● WORK REQUEST: The lines from the top of the listing through the one containing "box: [177, 11, 235, 19]" are to be retyped exactly, with no other lines.

====== GIVEN INFORMATION ======

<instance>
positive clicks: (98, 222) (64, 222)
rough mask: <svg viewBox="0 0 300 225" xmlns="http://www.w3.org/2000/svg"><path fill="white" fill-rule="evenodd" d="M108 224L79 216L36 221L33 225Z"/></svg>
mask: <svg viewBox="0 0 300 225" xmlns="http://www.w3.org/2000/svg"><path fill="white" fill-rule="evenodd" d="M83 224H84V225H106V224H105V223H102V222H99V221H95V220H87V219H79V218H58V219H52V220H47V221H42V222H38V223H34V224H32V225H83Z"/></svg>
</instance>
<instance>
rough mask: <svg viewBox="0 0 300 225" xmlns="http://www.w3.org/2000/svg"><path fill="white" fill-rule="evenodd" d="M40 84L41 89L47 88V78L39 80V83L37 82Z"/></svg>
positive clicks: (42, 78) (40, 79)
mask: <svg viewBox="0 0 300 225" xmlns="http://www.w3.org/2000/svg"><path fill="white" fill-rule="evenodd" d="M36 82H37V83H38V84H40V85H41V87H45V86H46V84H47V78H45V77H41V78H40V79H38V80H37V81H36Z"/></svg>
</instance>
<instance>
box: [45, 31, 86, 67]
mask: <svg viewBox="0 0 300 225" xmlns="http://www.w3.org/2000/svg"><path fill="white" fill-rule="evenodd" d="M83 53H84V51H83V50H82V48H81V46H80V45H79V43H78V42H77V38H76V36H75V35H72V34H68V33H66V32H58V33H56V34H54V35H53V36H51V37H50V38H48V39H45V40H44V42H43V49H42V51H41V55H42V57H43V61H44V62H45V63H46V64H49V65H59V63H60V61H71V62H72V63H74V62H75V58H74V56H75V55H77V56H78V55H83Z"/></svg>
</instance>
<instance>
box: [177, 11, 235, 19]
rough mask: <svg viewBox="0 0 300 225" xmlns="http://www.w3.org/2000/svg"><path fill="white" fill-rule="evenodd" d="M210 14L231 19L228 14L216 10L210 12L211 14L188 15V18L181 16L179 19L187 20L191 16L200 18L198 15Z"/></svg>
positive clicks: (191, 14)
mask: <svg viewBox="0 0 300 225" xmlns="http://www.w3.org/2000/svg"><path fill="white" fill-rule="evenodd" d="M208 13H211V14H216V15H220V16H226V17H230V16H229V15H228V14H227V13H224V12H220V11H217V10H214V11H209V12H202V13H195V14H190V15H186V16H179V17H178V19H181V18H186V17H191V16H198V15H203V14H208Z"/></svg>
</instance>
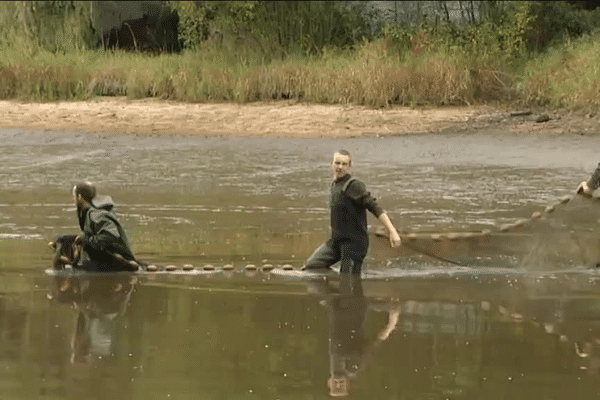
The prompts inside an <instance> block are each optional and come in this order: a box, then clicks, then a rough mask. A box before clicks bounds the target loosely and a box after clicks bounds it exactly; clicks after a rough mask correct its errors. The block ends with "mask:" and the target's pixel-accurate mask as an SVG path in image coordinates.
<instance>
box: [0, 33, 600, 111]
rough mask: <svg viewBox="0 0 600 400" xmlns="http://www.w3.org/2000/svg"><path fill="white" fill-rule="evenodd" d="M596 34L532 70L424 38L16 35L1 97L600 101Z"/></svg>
mask: <svg viewBox="0 0 600 400" xmlns="http://www.w3.org/2000/svg"><path fill="white" fill-rule="evenodd" d="M597 40H598V35H595V36H593V37H588V38H586V39H584V40H583V39H582V40H579V41H577V42H573V43H570V44H566V45H564V46H562V47H558V48H554V50H552V51H549V52H547V53H544V54H542V55H539V56H538V57H534V58H532V59H525V58H523V59H522V60H521V61H520V63H521V65H525V67H524V68H523V69H522V70H521V71H522V72H515V71H514V70H513V69H512V68H511V67H510V66H507V65H506V62H505V60H501V59H499V58H494V57H493V56H490V55H489V54H486V53H485V52H480V53H475V54H470V55H469V54H467V53H465V52H461V51H447V50H444V49H437V50H431V49H427V48H423V46H421V47H419V45H418V44H416V45H415V47H412V48H409V49H406V51H405V52H399V51H393V49H391V48H390V47H389V45H388V43H386V41H385V40H384V39H379V40H376V41H373V42H370V43H364V44H362V45H360V46H358V47H357V48H355V49H347V50H339V49H332V50H329V51H324V52H323V54H321V55H298V54H296V55H294V54H292V55H287V56H286V57H285V58H284V59H283V60H282V58H280V57H274V56H272V55H264V54H262V53H260V52H255V51H253V50H252V48H248V47H242V48H234V47H231V46H222V47H217V46H206V47H203V48H202V47H201V48H199V49H198V50H196V51H187V52H184V53H182V54H163V55H160V56H152V55H147V54H141V53H126V52H118V51H117V52H113V51H103V50H90V49H85V48H73V49H71V50H70V51H49V50H46V49H45V47H43V46H41V45H39V44H37V43H35V42H34V41H32V40H30V39H27V38H26V37H24V36H19V35H15V36H14V38H13V39H11V40H10V41H8V42H9V43H7V41H6V40H4V41H3V46H2V48H1V51H0V98H3V99H20V100H35V101H54V100H76V99H89V98H92V97H94V96H120V95H122V96H127V97H129V98H132V99H139V98H146V97H156V98H162V99H171V100H176V101H183V102H237V103H246V102H254V101H272V100H281V99H291V100H298V101H304V102H313V103H324V104H340V103H341V104H346V103H350V104H358V105H367V106H372V107H385V106H389V105H420V104H429V105H436V106H438V105H451V104H459V105H460V104H473V103H484V102H489V101H511V100H521V101H523V102H525V103H528V104H552V105H556V106H564V105H576V104H585V105H595V106H598V105H599V104H600V83H599V81H598V65H600V55H599V54H600V53H599V50H598V48H597V46H595V45H594V43H595V42H597ZM415 50H418V51H417V52H415ZM407 52H408V53H407ZM517 64H518V63H515V65H517Z"/></svg>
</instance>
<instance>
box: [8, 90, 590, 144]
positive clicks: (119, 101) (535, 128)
mask: <svg viewBox="0 0 600 400" xmlns="http://www.w3.org/2000/svg"><path fill="white" fill-rule="evenodd" d="M515 111H522V110H514V109H508V108H502V107H491V106H469V107H448V108H418V109H412V108H407V107H404V108H397V107H394V108H390V109H378V110H374V109H369V108H366V107H361V106H351V105H314V104H296V103H287V102H276V103H253V104H245V105H238V104H229V103H223V104H185V103H175V102H169V101H162V100H156V99H144V100H127V99H125V98H114V97H110V98H99V99H95V100H91V101H81V102H59V103H20V102H14V101H0V128H23V129H41V130H53V131H62V132H100V133H114V134H139V135H170V134H189V135H228V136H257V137H269V136H273V137H276V136H279V137H296V138H318V137H357V136H375V135H403V134H424V133H440V132H446V133H451V132H476V131H479V130H486V131H487V132H495V131H497V132H498V133H511V132H512V133H559V134H561V133H565V134H581V135H588V134H595V133H597V132H598V131H597V128H596V127H597V126H598V123H599V122H600V115H592V114H589V113H587V112H584V111H581V112H561V111H550V112H548V111H534V112H531V113H530V114H526V115H518V116H517V115H514V114H515ZM539 120H545V121H544V122H538V121H539Z"/></svg>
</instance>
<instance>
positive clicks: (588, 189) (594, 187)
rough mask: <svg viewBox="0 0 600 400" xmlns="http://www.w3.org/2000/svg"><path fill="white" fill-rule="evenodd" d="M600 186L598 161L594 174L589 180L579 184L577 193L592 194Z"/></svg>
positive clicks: (598, 165) (581, 182) (582, 182)
mask: <svg viewBox="0 0 600 400" xmlns="http://www.w3.org/2000/svg"><path fill="white" fill-rule="evenodd" d="M598 187H600V163H598V167H597V168H596V170H595V171H594V173H593V174H592V176H590V179H588V180H587V182H586V181H583V182H581V183H580V184H579V186H578V187H577V193H578V194H583V195H587V196H591V195H592V193H594V191H595V190H596V189H598Z"/></svg>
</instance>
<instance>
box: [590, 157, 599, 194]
mask: <svg viewBox="0 0 600 400" xmlns="http://www.w3.org/2000/svg"><path fill="white" fill-rule="evenodd" d="M587 184H588V186H589V187H590V189H592V190H596V189H598V188H599V187H600V163H599V164H598V168H596V171H594V173H593V174H592V176H591V177H590V179H589V180H588V181H587Z"/></svg>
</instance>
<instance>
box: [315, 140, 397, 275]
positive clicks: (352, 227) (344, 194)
mask: <svg viewBox="0 0 600 400" xmlns="http://www.w3.org/2000/svg"><path fill="white" fill-rule="evenodd" d="M351 168H352V159H351V157H350V153H349V152H348V151H346V150H340V151H338V152H337V153H335V154H334V155H333V161H332V162H331V169H332V171H333V178H334V180H333V182H332V184H331V195H330V197H329V207H330V209H331V235H330V237H329V239H328V240H327V241H326V242H325V243H323V244H322V245H321V246H320V247H319V248H317V250H315V252H314V253H313V254H312V255H311V256H310V257H309V258H308V260H307V261H306V266H305V267H304V269H323V268H329V267H331V266H332V265H333V264H335V263H336V262H338V261H341V266H340V271H341V272H342V273H349V272H352V273H355V274H359V273H360V272H361V268H362V263H363V260H364V258H365V256H366V255H367V250H368V248H369V234H368V232H367V210H369V211H370V212H371V213H372V214H373V215H375V217H377V219H378V220H379V221H380V222H381V223H382V224H383V225H384V226H385V227H386V229H387V230H388V232H389V234H390V244H391V245H392V247H397V246H399V245H400V242H401V241H400V235H398V232H397V231H396V228H394V225H393V224H392V222H391V221H390V219H389V217H388V216H387V214H386V212H385V211H383V209H382V208H381V207H380V206H379V204H377V201H376V200H375V198H373V197H372V196H371V194H370V193H369V192H367V188H366V186H365V184H364V183H362V182H361V181H359V180H358V179H356V178H354V177H352V175H351Z"/></svg>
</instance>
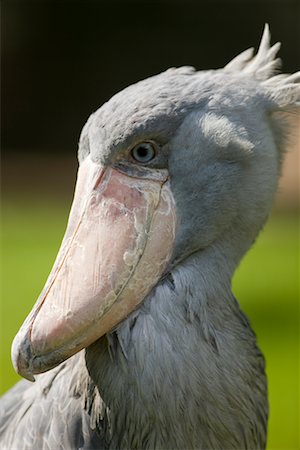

======

● SOLUTION TO THE PROBLEM:
<instance>
positive clicks: (98, 222) (64, 222)
rough mask: <svg viewBox="0 0 300 225" xmlns="http://www.w3.org/2000/svg"><path fill="white" fill-rule="evenodd" d="M108 224L79 216L36 221L33 225Z"/></svg>
mask: <svg viewBox="0 0 300 225" xmlns="http://www.w3.org/2000/svg"><path fill="white" fill-rule="evenodd" d="M83 224H84V225H106V224H105V223H102V222H99V221H95V220H87V219H79V218H58V219H52V220H47V221H42V222H38V223H34V224H32V225H83Z"/></svg>
</instance>
<instance>
rough mask: <svg viewBox="0 0 300 225" xmlns="http://www.w3.org/2000/svg"><path fill="white" fill-rule="evenodd" d="M40 84L41 89L47 88V78L39 80V83L37 82Z"/></svg>
positive clicks: (42, 78) (40, 79)
mask: <svg viewBox="0 0 300 225" xmlns="http://www.w3.org/2000/svg"><path fill="white" fill-rule="evenodd" d="M36 82H37V83H38V84H40V85H41V87H45V86H46V84H47V78H45V77H41V78H40V79H38V80H37V81H36Z"/></svg>
</instance>
<instance>
box: [45, 31, 86, 67]
mask: <svg viewBox="0 0 300 225" xmlns="http://www.w3.org/2000/svg"><path fill="white" fill-rule="evenodd" d="M83 53H84V51H83V50H82V48H81V46H80V45H79V43H78V42H77V38H76V36H75V35H72V34H68V33H66V32H58V33H56V34H54V35H53V36H51V37H50V38H48V39H45V40H44V42H43V49H42V51H41V55H42V57H43V61H44V62H45V63H46V64H49V65H59V63H60V61H71V62H72V63H74V62H75V58H74V56H75V55H77V56H78V55H83Z"/></svg>
</instance>
<instance>
box: [177, 11, 235, 19]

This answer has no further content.